California’s budget may be about to stagger over the finish line, nearly 100 days late.
Republican Gov. Arnold Schwarzenegger and legislative leaders signaled earlier this week that they had agreed on a proposed budget to overcome a $19 billion-plus budget shortfall. On Oct. 6, the bipartisan Budget Conference Committee released its 2010-2011 Budget Package. A vote is expected this week.
Though the proposal dodges some of the most draconian cuts proposed earlier in the year by Gov. Schwarzenegger and Republican legislators, it would still impose $7.5 billion in spending cuts. Some $3.3 billion, or nearly half, would be cuts to education, with K-12 schools, community colleges and university systems all feeling the pinch. Part of the cuts would be in the form of deferral of some school payments to the next fiscal year. And both the State University of California and University of California systems would receive compensation for cuts made to their budgets last year.
The new budget avoids the governor’s earlier proposals to do away with CalWORKS, the state’s welfare-to-work program, cut out child care for some 140,000 children from low income families and decimate the In-Home Supportive Services program that cares for poor elderly and disabled Californians in their own homes. But Health and Human Services programs would still be cut by hundreds of millions of dollars.
The prison system would take a $1.1 billion hit, most of it from inmate medical costs. The quality of the state’s prison medical care is already under sharp scrutiny, with a federal judge having placed the system under receivership five years ago.
Current state workers would face pay cuts and contribute more to their pensions, while pension benefits for new state employees would be lowered.
The budget also counts on over $5 billion in federal funds for welfare, prison and education costs – more than had been estimated earlier. It is also based on more favorable revenue forecasts than had been made earlier, and includes a temporary suspension of a business tax break and internal juggling of state funds.
The prolonged budget stalemate – the longest of many in recent years – occurred because California, alone among states, requires a two-thirds legislative majority to pass a budget or to raise taxes. The Democratic legislative majority falls short of that level, and most Republican legislators have signed a no-new-taxes pledge.
On the Nov. 2 ballot is Prop. 25, to pass budgets by a simple majority, while retaining the two-thirds requirement to raise taxes. Supporters say this would be a step in the right direction, though many also call for all fiscal measures to be decided by majority vote.
Last month the California Budget Project reported that according to U.S. Census figures, the state’s poverty rate jumped to 15.3 percent in 2009, the highest rate in over a decade, and higher than the overall U.S. rate of 14.3 percent. Median household income fell by 4.6 percent in the same period.
The project’s executive director, Jean Ross, urged policymakers at the state level to “carefully craft a spending plan that doesn’t further harm a fragile economy. Policymakers should work to minimize spending cuts that economists tell us would exacerbate the downturn,” Ross said in a statement. “And they should carefully target revenue increases – an important part of a balanced budget solution – to high income earners, who fared well over the past decade.”

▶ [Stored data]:
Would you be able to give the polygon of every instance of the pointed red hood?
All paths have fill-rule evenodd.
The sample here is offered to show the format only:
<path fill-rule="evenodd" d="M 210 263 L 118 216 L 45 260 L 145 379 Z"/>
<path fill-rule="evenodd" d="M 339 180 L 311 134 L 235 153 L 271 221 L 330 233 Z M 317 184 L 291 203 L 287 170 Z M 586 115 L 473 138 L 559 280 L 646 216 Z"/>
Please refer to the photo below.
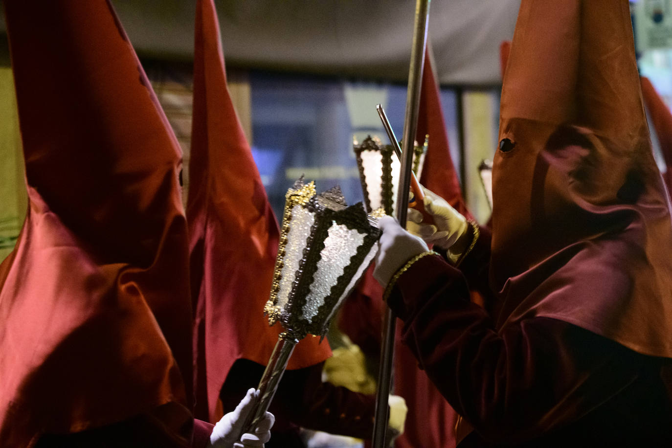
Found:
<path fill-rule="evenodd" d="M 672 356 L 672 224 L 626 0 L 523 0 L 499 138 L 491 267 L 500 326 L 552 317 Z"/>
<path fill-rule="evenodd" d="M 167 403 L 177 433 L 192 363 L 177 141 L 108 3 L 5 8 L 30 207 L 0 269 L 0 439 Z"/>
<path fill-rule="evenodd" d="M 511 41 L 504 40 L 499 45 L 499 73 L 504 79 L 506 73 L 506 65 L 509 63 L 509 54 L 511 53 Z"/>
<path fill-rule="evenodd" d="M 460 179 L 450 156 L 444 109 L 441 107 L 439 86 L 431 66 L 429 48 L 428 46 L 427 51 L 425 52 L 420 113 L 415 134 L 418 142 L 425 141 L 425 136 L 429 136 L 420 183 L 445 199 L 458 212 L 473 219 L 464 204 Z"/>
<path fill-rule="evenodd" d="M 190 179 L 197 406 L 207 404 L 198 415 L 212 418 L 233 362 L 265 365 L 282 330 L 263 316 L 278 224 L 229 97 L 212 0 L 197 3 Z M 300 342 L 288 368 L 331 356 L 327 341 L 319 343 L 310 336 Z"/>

▶ [Activity list]:
1 – Copy the California budget article from "The budget also" to "of state funds.", swapping "forecasts" for "projections".
2 – Put this sentence from the California budget article into Spanish: "Current state workers would face pay cuts and contribute more to their pensions, while pension benefits for new state employees would be lowered."

▶ [Results of the exercise]:
1 –
The budget also counts on over $5 billion in federal funds for welfare, prison and education costs – more than had been estimated earlier. It is also based on more favorable revenue projections than had been made earlier, and includes a temporary suspension of a business tax break and internal juggling of state funds.

2 – Los trabajadores estatales actuales enfrentarían recortes salariales y aportarían más a sus pensiones, mientras que las prestaciones de pensión para los nuevos empleados estatales se reducirían.